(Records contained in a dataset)
++++++++++

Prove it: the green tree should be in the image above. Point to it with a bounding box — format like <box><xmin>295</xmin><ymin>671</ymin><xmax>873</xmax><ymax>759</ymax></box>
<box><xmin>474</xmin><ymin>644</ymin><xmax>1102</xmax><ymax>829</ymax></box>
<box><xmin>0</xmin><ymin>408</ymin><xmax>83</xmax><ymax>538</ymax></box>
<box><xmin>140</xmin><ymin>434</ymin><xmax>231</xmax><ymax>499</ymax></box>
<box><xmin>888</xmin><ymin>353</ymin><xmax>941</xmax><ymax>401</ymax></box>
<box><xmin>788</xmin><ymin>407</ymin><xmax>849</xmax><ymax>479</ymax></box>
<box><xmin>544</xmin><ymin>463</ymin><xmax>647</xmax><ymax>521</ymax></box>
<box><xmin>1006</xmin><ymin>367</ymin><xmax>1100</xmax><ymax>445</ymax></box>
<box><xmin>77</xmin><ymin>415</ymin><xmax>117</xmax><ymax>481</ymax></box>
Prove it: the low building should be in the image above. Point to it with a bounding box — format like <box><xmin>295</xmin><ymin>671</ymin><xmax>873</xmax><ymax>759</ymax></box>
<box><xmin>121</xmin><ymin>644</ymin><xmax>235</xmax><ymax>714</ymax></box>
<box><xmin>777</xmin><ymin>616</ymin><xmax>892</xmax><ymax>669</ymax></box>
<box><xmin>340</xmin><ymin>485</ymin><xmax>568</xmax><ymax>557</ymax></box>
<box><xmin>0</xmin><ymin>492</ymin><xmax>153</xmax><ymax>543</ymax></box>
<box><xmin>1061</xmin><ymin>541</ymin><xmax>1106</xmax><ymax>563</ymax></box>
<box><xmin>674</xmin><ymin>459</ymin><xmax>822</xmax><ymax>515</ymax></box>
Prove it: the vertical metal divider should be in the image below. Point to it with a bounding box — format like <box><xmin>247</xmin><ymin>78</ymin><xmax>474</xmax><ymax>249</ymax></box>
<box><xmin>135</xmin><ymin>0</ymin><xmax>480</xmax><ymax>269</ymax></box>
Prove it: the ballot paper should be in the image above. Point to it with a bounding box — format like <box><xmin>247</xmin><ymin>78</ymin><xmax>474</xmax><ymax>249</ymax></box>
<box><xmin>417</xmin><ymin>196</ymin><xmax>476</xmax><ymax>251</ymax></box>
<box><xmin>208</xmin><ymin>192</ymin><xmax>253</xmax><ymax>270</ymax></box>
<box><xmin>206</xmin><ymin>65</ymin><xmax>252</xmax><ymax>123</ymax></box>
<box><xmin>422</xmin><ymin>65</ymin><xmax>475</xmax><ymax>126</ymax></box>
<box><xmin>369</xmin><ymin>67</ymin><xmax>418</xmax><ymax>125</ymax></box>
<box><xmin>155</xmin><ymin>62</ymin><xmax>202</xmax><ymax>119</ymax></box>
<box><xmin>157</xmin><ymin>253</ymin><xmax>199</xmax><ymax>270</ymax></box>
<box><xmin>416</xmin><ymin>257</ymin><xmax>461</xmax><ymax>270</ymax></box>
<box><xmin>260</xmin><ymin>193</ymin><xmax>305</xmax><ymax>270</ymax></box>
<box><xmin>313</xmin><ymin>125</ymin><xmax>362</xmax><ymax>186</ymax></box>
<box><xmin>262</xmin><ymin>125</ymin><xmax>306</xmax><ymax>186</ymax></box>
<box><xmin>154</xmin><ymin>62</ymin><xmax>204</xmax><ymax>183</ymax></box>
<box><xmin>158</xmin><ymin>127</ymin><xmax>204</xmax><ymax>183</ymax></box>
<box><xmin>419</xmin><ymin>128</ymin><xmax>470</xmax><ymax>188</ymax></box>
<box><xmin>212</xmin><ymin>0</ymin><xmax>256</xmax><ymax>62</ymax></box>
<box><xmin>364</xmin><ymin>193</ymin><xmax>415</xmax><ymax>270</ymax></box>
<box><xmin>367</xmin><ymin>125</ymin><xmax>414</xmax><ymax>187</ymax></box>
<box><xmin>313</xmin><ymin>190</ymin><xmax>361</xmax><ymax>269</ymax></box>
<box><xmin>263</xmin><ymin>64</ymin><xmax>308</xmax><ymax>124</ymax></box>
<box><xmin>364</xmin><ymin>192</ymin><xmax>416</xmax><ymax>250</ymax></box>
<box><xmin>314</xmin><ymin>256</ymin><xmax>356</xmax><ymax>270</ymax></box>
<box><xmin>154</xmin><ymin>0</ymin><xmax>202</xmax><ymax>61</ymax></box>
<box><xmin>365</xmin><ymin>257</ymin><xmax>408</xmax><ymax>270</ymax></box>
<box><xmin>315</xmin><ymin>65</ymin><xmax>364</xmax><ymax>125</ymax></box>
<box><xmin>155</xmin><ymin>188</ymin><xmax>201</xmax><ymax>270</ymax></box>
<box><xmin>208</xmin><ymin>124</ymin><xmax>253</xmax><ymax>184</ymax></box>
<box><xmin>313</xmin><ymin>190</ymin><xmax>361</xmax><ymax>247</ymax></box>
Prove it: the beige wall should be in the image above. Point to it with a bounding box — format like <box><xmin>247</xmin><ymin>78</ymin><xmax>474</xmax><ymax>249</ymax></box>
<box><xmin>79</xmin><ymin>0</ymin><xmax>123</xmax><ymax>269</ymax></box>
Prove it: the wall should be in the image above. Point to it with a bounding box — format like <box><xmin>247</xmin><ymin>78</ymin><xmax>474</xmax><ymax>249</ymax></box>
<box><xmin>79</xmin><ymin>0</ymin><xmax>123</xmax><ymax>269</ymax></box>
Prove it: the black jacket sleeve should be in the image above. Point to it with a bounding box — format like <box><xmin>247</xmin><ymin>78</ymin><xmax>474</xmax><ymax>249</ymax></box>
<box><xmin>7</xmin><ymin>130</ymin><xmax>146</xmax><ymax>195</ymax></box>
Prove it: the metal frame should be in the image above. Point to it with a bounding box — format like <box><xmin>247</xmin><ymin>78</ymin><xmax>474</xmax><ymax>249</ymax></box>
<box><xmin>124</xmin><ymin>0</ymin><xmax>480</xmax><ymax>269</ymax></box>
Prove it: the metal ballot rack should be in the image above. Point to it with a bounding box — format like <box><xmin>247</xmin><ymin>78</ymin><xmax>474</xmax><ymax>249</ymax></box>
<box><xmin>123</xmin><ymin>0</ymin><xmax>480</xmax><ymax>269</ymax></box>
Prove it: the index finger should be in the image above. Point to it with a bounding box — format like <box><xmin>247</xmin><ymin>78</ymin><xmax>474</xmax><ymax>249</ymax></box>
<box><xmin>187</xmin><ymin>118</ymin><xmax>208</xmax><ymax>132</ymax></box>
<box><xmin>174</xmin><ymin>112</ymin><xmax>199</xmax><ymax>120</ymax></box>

++++++++++

Repeat every line of the data verbatim.

Prove it: the green tree should be in the image above. Point to it with a bounding box — format like <box><xmin>295</xmin><ymin>671</ymin><xmax>873</xmax><ymax>759</ymax></box>
<box><xmin>474</xmin><ymin>644</ymin><xmax>1102</xmax><ymax>829</ymax></box>
<box><xmin>0</xmin><ymin>408</ymin><xmax>83</xmax><ymax>538</ymax></box>
<box><xmin>140</xmin><ymin>434</ymin><xmax>231</xmax><ymax>499</ymax></box>
<box><xmin>888</xmin><ymin>353</ymin><xmax>941</xmax><ymax>401</ymax></box>
<box><xmin>788</xmin><ymin>407</ymin><xmax>849</xmax><ymax>479</ymax></box>
<box><xmin>544</xmin><ymin>463</ymin><xmax>647</xmax><ymax>521</ymax></box>
<box><xmin>1006</xmin><ymin>367</ymin><xmax>1100</xmax><ymax>445</ymax></box>
<box><xmin>77</xmin><ymin>415</ymin><xmax>117</xmax><ymax>481</ymax></box>
Prove it: the low building should be in the image above. Point to it with a bounding box — format like <box><xmin>295</xmin><ymin>671</ymin><xmax>873</xmax><ymax>759</ymax></box>
<box><xmin>121</xmin><ymin>644</ymin><xmax>235</xmax><ymax>714</ymax></box>
<box><xmin>777</xmin><ymin>616</ymin><xmax>892</xmax><ymax>669</ymax></box>
<box><xmin>340</xmin><ymin>485</ymin><xmax>568</xmax><ymax>557</ymax></box>
<box><xmin>0</xmin><ymin>492</ymin><xmax>153</xmax><ymax>543</ymax></box>
<box><xmin>1061</xmin><ymin>541</ymin><xmax>1106</xmax><ymax>563</ymax></box>
<box><xmin>674</xmin><ymin>459</ymin><xmax>822</xmax><ymax>515</ymax></box>
Prove it: the vertical metal divider should be in the image below. Point to it with a bounding box — format like <box><xmin>247</xmin><ymin>78</ymin><xmax>474</xmax><ymax>249</ymax></box>
<box><xmin>135</xmin><ymin>0</ymin><xmax>480</xmax><ymax>269</ymax></box>
Prove it: the ballot paper should be in the image above. Point to it with a bounding box — format like <box><xmin>247</xmin><ymin>78</ymin><xmax>474</xmax><ymax>249</ymax></box>
<box><xmin>417</xmin><ymin>196</ymin><xmax>476</xmax><ymax>251</ymax></box>
<box><xmin>208</xmin><ymin>192</ymin><xmax>253</xmax><ymax>270</ymax></box>
<box><xmin>206</xmin><ymin>65</ymin><xmax>252</xmax><ymax>123</ymax></box>
<box><xmin>422</xmin><ymin>65</ymin><xmax>475</xmax><ymax>126</ymax></box>
<box><xmin>369</xmin><ymin>67</ymin><xmax>418</xmax><ymax>125</ymax></box>
<box><xmin>155</xmin><ymin>62</ymin><xmax>202</xmax><ymax>119</ymax></box>
<box><xmin>157</xmin><ymin>253</ymin><xmax>199</xmax><ymax>270</ymax></box>
<box><xmin>416</xmin><ymin>257</ymin><xmax>461</xmax><ymax>270</ymax></box>
<box><xmin>260</xmin><ymin>193</ymin><xmax>305</xmax><ymax>270</ymax></box>
<box><xmin>313</xmin><ymin>125</ymin><xmax>362</xmax><ymax>186</ymax></box>
<box><xmin>262</xmin><ymin>125</ymin><xmax>306</xmax><ymax>186</ymax></box>
<box><xmin>154</xmin><ymin>62</ymin><xmax>204</xmax><ymax>183</ymax></box>
<box><xmin>158</xmin><ymin>127</ymin><xmax>204</xmax><ymax>183</ymax></box>
<box><xmin>419</xmin><ymin>128</ymin><xmax>470</xmax><ymax>188</ymax></box>
<box><xmin>212</xmin><ymin>0</ymin><xmax>256</xmax><ymax>62</ymax></box>
<box><xmin>364</xmin><ymin>193</ymin><xmax>415</xmax><ymax>270</ymax></box>
<box><xmin>367</xmin><ymin>125</ymin><xmax>414</xmax><ymax>187</ymax></box>
<box><xmin>313</xmin><ymin>190</ymin><xmax>361</xmax><ymax>269</ymax></box>
<box><xmin>263</xmin><ymin>64</ymin><xmax>308</xmax><ymax>124</ymax></box>
<box><xmin>364</xmin><ymin>192</ymin><xmax>416</xmax><ymax>250</ymax></box>
<box><xmin>314</xmin><ymin>256</ymin><xmax>356</xmax><ymax>270</ymax></box>
<box><xmin>154</xmin><ymin>0</ymin><xmax>202</xmax><ymax>61</ymax></box>
<box><xmin>365</xmin><ymin>257</ymin><xmax>408</xmax><ymax>270</ymax></box>
<box><xmin>315</xmin><ymin>65</ymin><xmax>364</xmax><ymax>125</ymax></box>
<box><xmin>155</xmin><ymin>188</ymin><xmax>201</xmax><ymax>270</ymax></box>
<box><xmin>208</xmin><ymin>124</ymin><xmax>253</xmax><ymax>184</ymax></box>
<box><xmin>313</xmin><ymin>190</ymin><xmax>361</xmax><ymax>247</ymax></box>
Prove it: the beige wall should be in the image above. Point to it with a bounding box — format like <box><xmin>247</xmin><ymin>78</ymin><xmax>474</xmax><ymax>249</ymax></box>
<box><xmin>79</xmin><ymin>0</ymin><xmax>123</xmax><ymax>269</ymax></box>
Prove it: the wall should be in the image above. Point to it with a bounding box — format like <box><xmin>247</xmin><ymin>78</ymin><xmax>474</xmax><ymax>249</ymax></box>
<box><xmin>79</xmin><ymin>0</ymin><xmax>123</xmax><ymax>269</ymax></box>
Prove it: the black jacket sleeve should be in the image above. Point to it with a bounding box — format like <box><xmin>247</xmin><ymin>78</ymin><xmax>474</xmax><ymax>249</ymax></box>
<box><xmin>7</xmin><ymin>130</ymin><xmax>146</xmax><ymax>195</ymax></box>
Prove it: the metal frame should be in the image above. Point to it with a bounding box — format like <box><xmin>247</xmin><ymin>78</ymin><xmax>474</xmax><ymax>249</ymax></box>
<box><xmin>124</xmin><ymin>0</ymin><xmax>480</xmax><ymax>269</ymax></box>
Prove it: the metal ballot rack should be in the image above. Point to it with a bounding box — format like <box><xmin>247</xmin><ymin>78</ymin><xmax>474</xmax><ymax>249</ymax></box>
<box><xmin>123</xmin><ymin>0</ymin><xmax>480</xmax><ymax>269</ymax></box>
Prove it: the index finger should be in the image above. Point to it with a bounding box — format like <box><xmin>247</xmin><ymin>78</ymin><xmax>474</xmax><ymax>249</ymax></box>
<box><xmin>187</xmin><ymin>118</ymin><xmax>208</xmax><ymax>132</ymax></box>
<box><xmin>174</xmin><ymin>112</ymin><xmax>199</xmax><ymax>120</ymax></box>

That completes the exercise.